▶ [Task directions]
Copy the data exactly as it appears, and do not include any pictures.

▶ [Task data]

● ● ● ●

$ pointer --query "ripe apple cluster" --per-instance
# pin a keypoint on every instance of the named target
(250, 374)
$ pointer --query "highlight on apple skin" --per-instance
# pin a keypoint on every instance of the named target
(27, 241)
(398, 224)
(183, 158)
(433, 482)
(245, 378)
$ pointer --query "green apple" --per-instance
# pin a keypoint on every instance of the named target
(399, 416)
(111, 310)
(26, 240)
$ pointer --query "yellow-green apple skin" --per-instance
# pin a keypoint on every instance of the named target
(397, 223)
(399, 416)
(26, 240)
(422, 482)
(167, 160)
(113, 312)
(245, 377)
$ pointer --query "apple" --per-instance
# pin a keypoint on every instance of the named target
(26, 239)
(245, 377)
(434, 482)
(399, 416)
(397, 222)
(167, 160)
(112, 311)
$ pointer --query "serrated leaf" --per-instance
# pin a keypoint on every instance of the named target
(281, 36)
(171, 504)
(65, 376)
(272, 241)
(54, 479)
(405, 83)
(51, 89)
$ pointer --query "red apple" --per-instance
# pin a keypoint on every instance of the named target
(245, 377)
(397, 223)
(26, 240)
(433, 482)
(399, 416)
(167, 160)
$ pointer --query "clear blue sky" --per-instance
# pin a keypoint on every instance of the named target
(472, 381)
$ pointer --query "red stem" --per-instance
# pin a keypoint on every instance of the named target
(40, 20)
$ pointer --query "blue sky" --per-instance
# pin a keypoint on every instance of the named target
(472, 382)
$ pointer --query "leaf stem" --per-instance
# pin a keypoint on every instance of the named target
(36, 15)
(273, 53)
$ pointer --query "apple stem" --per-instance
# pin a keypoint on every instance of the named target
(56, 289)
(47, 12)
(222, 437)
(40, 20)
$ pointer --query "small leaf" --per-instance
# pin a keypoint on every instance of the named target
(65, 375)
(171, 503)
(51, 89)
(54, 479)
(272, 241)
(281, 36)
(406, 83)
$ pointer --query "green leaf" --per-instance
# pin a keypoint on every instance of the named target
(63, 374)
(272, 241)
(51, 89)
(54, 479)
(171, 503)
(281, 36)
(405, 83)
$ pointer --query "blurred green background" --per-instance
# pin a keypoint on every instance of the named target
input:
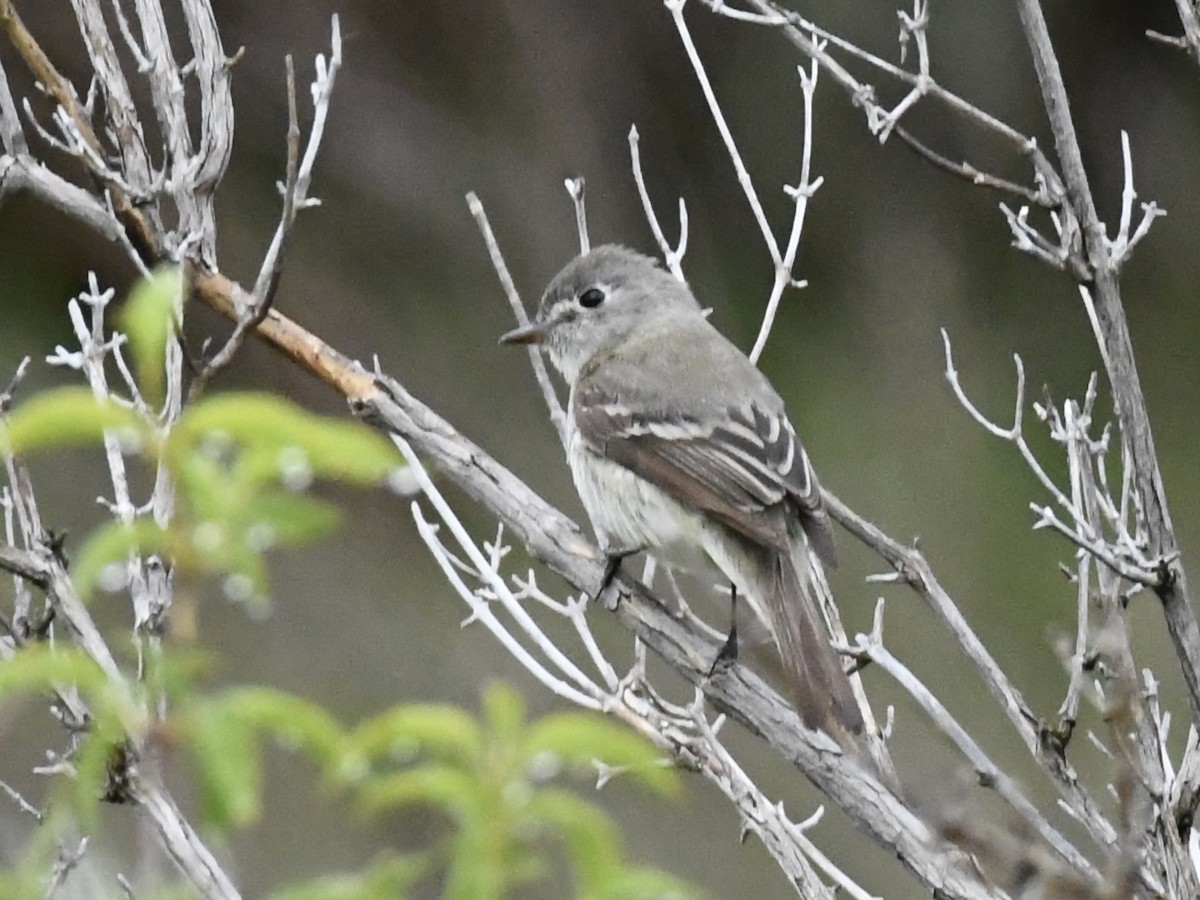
(510, 97)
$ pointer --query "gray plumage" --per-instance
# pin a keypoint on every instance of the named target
(679, 445)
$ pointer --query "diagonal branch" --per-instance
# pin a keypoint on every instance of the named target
(1117, 351)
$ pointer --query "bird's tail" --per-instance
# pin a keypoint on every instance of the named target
(823, 694)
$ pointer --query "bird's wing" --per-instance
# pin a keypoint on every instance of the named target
(737, 466)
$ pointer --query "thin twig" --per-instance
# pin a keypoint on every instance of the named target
(557, 417)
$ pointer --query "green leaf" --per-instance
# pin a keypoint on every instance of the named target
(112, 543)
(444, 732)
(631, 883)
(447, 787)
(580, 739)
(149, 321)
(226, 751)
(293, 721)
(271, 431)
(280, 519)
(40, 669)
(587, 834)
(65, 417)
(387, 880)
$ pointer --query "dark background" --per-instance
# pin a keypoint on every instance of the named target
(510, 97)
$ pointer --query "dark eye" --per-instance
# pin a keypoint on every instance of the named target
(591, 298)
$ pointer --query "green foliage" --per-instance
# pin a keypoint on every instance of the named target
(239, 465)
(385, 880)
(239, 462)
(493, 780)
(225, 733)
(149, 321)
(63, 418)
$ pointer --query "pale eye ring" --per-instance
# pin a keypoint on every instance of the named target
(592, 298)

● ● ● ●

▶ [Response to the task]
$ pointer --query "ripe apple cluster" --per-instance
# pin a keypoint on every instance of the named target
(250, 374)
$ pointer --query "highlight on apple skin" --per-instance
# pin a keypoint on every instance of the named target
(27, 241)
(398, 224)
(183, 158)
(433, 482)
(245, 378)
$ pointer --query "green apple" --per-instance
# pin a keypoint on every instance of the named target
(399, 416)
(111, 310)
(26, 240)
$ pointer --query "yellow-green apple skin" --per-instance
# pin a keypoint on every instance of the named target
(397, 223)
(399, 416)
(26, 240)
(422, 482)
(167, 160)
(113, 312)
(245, 377)
$ pointer --query "apple" --per-instance
# pin a keypoint on every instance of the named target
(26, 239)
(245, 377)
(434, 482)
(399, 416)
(397, 222)
(167, 160)
(112, 311)
$ pointer --query "serrated leaf" --per-instance
# pin a keypoint on every instance of the named target
(281, 36)
(171, 504)
(65, 376)
(272, 241)
(54, 479)
(405, 83)
(51, 89)
$ pointer --query "red apple" --per-instance
# pin a keypoint on every instance of the named target
(245, 377)
(397, 223)
(26, 240)
(433, 482)
(399, 416)
(167, 160)
$ pointer --query "clear blue sky" --per-instance
# pin a keypoint on every instance of the named target
(472, 381)
$ pointer --query "red stem" --per-instance
# pin a keypoint on every instance of the named target
(40, 20)
$ pointer --query "blue sky" --per-instance
# pin a keypoint on every instance of the named target
(472, 382)
$ pointer --query "leaf stem" --per-instance
# pin a keypoint on every instance of the named target
(36, 15)
(273, 53)
$ pointer --query "apple stem" --per-instance
# pin a keypoint on every instance of the named target
(56, 289)
(47, 12)
(222, 437)
(40, 20)
$ pointer --query "small leaf" --per-instance
# pin a keypoint on every instance of the named target
(65, 375)
(171, 503)
(51, 89)
(54, 479)
(272, 241)
(281, 36)
(406, 83)
$ pointer --query "green leaf" --per-instance
# pin a keypoint on every instance of the named target
(63, 374)
(272, 241)
(51, 89)
(54, 479)
(171, 503)
(281, 36)
(405, 83)
$ pointer --query "blurred green background" --per-instance
# pin a keypoint on every instance of the named target
input:
(510, 97)
$ pointer --query "gray plumage" --per-instance
# pin a keypoint on every instance of the named target
(679, 445)
$ pointer --query "diagonal branch" --per-instance
# pin a keypoint on every instance of the named target
(1117, 351)
$ pointer --query "bird's tail" --per-instance
# pin a keypoint on every instance of the named target
(823, 694)
$ pointer --query "bird's wing" --per-instance
# pin a keypoint on every instance of the named target
(737, 466)
$ pointer --query "thin twig" --per-instance
# pin a keypoint on every instance of the named target
(557, 417)
$ pointer --query "green leaf" --per-instance
# pin a keypoint on every instance of the named target
(112, 543)
(444, 732)
(631, 883)
(447, 787)
(580, 739)
(149, 321)
(226, 751)
(293, 721)
(271, 431)
(280, 519)
(40, 669)
(587, 834)
(65, 417)
(387, 880)
$ pointer --query "dark background" --per-instance
# pin a keypoint on every instance of the named target
(510, 97)
$ pointer --query "dark eye" --per-instance
# pin a keypoint on every instance of the named target
(591, 298)
$ pointer --query "green foliage" --per-instance
# pin a keypoint on every instance of the named target
(239, 465)
(385, 880)
(239, 462)
(493, 780)
(225, 733)
(149, 321)
(63, 418)
$ pointer --query "pale eye ring" --per-instance
# pin a keypoint on every instance of the named target
(592, 298)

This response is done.